[YOUR OBJECTIVE] Leave out the pictures, and reproduce exactly the lines from the line containing "Annotate each instance of the bunny ear" through the final line of the entries.

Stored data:
******
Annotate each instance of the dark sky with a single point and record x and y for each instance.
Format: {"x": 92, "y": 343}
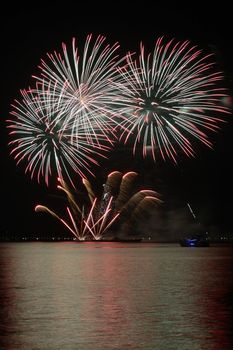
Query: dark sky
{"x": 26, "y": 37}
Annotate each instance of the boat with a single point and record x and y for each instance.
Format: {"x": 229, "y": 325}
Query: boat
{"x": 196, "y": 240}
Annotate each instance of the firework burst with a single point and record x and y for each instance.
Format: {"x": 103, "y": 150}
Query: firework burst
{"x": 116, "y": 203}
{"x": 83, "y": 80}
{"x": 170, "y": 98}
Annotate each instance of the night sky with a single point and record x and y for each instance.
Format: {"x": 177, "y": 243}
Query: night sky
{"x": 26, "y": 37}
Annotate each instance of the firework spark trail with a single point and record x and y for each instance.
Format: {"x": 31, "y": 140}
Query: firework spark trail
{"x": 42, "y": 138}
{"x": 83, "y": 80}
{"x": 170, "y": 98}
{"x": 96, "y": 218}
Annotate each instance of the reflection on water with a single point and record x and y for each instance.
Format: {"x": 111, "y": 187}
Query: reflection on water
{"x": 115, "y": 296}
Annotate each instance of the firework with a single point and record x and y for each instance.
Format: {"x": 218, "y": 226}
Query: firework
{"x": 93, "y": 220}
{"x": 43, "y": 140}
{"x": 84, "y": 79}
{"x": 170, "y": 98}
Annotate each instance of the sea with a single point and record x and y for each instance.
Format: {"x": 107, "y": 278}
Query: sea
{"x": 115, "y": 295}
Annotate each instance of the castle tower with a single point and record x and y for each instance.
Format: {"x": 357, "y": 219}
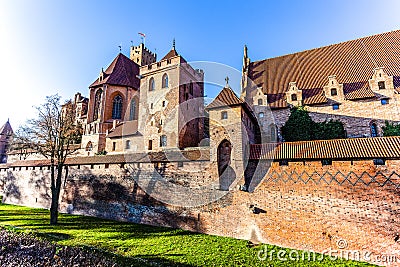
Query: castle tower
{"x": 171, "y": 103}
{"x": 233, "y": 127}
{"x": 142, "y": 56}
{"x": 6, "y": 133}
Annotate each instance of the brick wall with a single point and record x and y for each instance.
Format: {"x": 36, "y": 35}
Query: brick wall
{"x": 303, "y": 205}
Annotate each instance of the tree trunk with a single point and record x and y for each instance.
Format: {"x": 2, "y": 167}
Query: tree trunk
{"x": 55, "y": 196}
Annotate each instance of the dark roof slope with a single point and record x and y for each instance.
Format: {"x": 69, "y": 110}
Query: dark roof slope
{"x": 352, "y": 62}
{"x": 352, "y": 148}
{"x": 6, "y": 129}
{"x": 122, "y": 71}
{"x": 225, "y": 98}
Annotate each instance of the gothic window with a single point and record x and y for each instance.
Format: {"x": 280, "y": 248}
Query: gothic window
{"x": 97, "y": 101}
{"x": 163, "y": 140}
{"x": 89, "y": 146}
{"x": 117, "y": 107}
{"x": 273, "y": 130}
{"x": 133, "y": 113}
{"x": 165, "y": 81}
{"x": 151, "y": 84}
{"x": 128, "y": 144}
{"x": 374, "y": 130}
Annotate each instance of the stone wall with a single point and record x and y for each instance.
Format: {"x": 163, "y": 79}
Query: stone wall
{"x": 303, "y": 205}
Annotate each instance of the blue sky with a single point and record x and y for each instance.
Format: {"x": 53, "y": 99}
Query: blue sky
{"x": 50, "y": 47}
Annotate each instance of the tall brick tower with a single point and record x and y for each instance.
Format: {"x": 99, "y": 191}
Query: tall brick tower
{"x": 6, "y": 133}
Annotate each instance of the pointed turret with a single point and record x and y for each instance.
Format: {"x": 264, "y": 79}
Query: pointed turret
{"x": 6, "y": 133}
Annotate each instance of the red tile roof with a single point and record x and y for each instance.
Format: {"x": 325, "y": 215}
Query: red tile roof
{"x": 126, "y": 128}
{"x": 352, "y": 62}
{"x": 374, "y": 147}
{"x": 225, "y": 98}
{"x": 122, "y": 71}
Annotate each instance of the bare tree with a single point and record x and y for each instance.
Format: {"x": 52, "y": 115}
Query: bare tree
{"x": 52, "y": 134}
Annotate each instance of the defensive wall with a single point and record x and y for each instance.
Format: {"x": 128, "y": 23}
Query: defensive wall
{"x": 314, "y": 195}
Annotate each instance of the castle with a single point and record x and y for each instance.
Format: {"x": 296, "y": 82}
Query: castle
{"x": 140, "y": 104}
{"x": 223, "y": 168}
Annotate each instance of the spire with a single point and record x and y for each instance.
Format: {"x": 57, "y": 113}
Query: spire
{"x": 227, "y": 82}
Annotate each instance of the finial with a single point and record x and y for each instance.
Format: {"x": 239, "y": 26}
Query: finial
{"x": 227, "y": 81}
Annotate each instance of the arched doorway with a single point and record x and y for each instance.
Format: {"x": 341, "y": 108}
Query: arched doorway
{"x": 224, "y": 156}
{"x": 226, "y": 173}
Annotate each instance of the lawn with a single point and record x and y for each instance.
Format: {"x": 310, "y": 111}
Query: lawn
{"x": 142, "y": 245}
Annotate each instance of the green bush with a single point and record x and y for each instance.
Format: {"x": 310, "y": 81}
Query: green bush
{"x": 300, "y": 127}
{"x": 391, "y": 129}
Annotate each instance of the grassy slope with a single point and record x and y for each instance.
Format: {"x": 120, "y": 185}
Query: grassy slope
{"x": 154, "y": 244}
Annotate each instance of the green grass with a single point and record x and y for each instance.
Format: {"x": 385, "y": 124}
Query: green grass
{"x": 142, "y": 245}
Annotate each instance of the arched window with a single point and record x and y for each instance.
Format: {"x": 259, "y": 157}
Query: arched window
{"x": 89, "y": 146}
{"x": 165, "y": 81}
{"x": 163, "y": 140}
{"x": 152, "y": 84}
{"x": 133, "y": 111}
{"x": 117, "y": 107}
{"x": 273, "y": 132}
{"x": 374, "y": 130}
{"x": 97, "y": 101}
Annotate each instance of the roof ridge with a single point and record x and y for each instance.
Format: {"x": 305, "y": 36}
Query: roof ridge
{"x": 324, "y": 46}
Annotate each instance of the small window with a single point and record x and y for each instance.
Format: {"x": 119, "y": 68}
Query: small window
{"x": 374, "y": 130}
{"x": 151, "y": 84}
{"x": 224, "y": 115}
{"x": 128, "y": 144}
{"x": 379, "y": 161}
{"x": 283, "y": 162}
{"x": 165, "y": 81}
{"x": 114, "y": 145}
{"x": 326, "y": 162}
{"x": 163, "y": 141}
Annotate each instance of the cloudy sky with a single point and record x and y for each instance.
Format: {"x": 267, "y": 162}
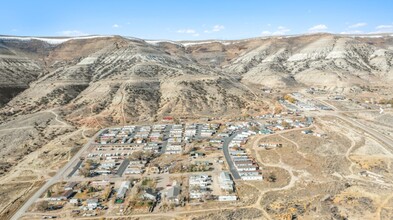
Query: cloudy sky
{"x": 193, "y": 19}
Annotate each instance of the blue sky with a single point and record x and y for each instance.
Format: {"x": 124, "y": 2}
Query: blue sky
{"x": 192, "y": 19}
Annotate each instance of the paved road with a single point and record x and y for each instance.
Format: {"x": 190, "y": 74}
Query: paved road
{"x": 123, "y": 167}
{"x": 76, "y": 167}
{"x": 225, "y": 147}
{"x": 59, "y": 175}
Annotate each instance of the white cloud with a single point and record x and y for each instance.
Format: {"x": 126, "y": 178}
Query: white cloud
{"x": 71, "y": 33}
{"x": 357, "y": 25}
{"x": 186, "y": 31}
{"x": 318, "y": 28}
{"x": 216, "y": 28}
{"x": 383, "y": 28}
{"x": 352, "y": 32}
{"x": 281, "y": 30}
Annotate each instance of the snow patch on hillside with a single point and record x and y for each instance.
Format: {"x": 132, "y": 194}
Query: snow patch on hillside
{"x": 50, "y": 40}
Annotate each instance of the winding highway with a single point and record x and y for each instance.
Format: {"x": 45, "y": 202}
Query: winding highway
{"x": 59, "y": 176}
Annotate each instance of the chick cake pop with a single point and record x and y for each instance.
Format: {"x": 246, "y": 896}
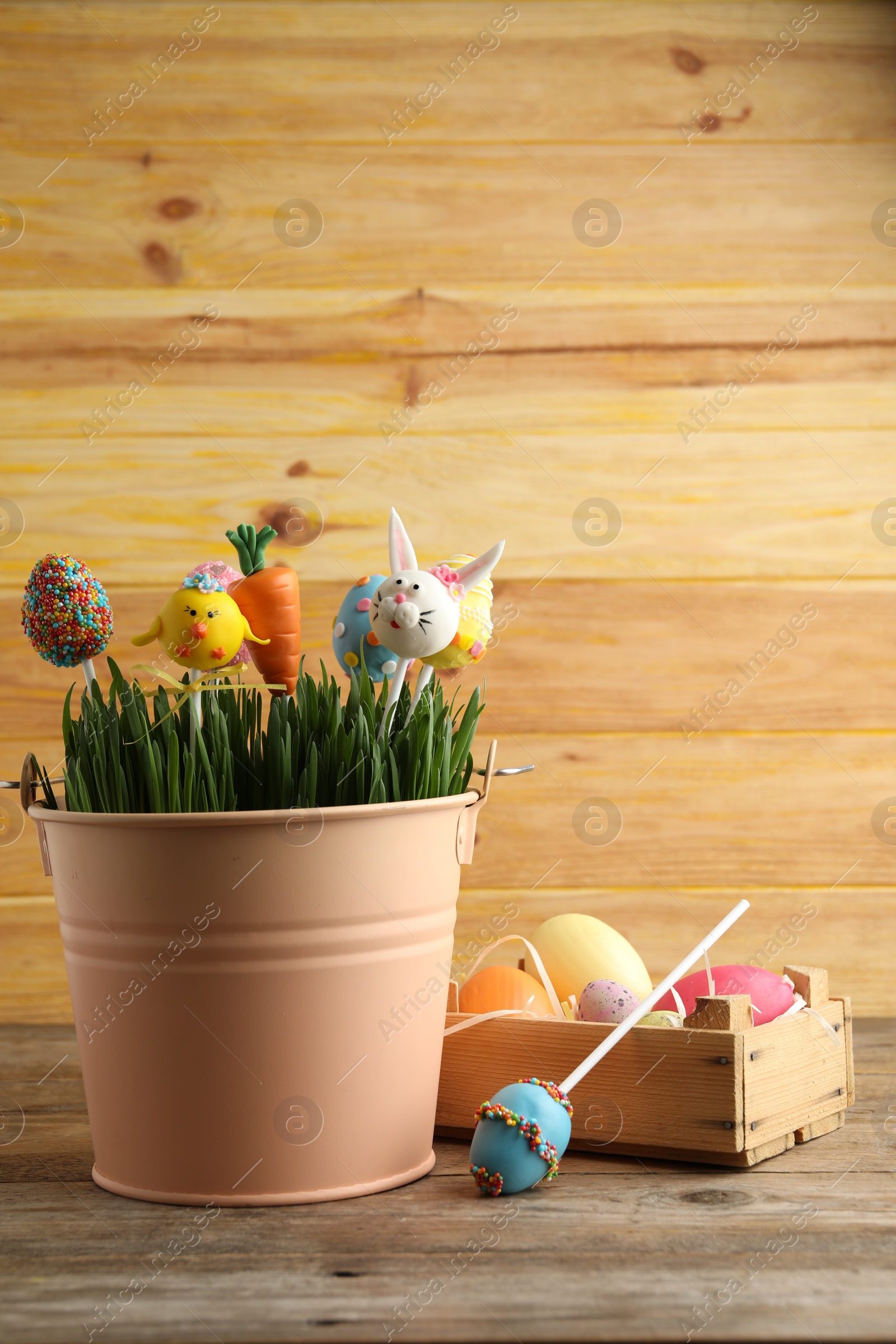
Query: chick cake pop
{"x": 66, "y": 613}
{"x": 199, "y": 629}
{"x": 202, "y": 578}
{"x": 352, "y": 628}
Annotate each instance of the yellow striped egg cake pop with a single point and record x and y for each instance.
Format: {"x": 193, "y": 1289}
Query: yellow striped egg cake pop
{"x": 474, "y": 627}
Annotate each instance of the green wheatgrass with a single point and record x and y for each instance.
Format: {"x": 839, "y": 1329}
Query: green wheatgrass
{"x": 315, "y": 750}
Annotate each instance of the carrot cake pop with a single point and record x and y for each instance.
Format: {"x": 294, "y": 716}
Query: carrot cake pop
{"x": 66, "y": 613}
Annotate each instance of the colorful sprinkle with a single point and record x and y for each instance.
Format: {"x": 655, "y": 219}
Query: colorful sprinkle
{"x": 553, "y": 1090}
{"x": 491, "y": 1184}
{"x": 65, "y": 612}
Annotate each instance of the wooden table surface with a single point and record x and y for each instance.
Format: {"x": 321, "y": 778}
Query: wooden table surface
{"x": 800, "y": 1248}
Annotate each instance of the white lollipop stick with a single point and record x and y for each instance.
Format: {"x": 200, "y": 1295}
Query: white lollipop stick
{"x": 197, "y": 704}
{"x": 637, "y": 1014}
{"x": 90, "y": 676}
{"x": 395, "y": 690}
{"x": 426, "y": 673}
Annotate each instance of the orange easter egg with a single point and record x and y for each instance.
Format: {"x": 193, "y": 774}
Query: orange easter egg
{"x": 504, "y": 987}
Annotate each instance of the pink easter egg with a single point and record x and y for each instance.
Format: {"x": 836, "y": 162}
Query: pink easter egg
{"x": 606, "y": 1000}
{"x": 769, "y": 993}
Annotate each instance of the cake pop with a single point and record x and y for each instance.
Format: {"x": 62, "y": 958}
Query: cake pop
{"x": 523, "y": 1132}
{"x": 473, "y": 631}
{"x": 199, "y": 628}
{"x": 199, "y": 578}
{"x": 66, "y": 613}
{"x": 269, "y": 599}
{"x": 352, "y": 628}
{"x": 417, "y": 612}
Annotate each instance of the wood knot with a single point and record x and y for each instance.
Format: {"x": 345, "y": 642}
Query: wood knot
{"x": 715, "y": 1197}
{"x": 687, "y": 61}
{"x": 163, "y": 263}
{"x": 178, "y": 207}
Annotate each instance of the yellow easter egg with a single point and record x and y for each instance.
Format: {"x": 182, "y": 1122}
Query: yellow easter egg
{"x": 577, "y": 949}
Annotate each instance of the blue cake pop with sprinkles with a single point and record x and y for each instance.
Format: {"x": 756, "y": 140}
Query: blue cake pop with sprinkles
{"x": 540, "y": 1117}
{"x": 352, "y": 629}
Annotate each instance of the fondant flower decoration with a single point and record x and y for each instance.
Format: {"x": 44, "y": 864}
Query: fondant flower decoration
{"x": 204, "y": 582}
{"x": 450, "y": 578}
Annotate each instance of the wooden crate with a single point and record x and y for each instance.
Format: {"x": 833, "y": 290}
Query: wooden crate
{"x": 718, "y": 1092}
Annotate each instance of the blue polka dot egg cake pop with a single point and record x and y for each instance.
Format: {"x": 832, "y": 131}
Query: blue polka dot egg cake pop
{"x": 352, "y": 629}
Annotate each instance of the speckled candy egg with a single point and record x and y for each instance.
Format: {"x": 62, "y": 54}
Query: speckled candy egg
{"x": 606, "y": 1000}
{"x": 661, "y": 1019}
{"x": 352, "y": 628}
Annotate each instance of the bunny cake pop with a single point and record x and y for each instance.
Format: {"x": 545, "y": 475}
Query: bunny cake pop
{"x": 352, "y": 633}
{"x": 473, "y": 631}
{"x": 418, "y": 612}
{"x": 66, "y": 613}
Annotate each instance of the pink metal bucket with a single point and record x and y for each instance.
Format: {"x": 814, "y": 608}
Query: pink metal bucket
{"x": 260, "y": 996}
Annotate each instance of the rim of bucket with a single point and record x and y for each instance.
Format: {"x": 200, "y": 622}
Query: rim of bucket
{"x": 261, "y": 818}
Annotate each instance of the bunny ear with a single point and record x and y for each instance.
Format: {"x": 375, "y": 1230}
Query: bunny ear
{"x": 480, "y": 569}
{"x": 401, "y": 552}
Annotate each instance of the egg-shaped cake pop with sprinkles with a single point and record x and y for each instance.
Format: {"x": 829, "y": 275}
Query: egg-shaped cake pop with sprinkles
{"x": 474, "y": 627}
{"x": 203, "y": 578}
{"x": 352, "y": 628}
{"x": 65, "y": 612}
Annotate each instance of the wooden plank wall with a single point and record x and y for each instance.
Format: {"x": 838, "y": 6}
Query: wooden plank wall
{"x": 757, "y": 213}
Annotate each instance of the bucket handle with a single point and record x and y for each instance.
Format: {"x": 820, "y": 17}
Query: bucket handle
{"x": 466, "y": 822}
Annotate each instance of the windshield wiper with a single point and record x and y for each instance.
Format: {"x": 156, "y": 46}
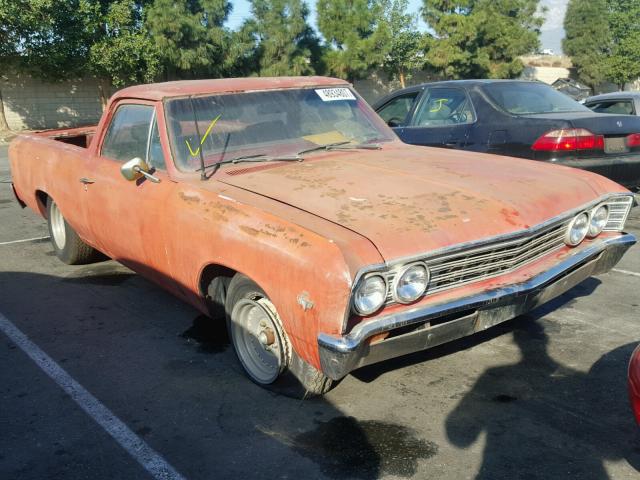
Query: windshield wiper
******
[EXERCISE ANSWER]
Annotate each instance of the bunny ear with a single point and record x and y for each instance.
Format: {"x": 375, "y": 1230}
Query: bunny ear
{"x": 480, "y": 569}
{"x": 401, "y": 552}
Annotate each instance of the egg-shaped cake pop with sprinkles with a single point and record x and y for each instance.
Format: {"x": 829, "y": 275}
Query: egg-shaped cake pop with sprinkles
{"x": 474, "y": 627}
{"x": 203, "y": 578}
{"x": 352, "y": 628}
{"x": 65, "y": 612}
Annotate each instance of the wooden plank wall with a single point and record x and y for each instance.
Format: {"x": 838, "y": 6}
Query: wooden plank wall
{"x": 757, "y": 213}
Annotate each instance of the bucket handle with a single point and record x and y for each instance.
Format: {"x": 820, "y": 17}
Query: bucket handle
{"x": 466, "y": 822}
Annotate each instance of the windshield wiper with a single point and record x and y for each instance.
Format: {"x": 156, "y": 46}
Query: windshield wiper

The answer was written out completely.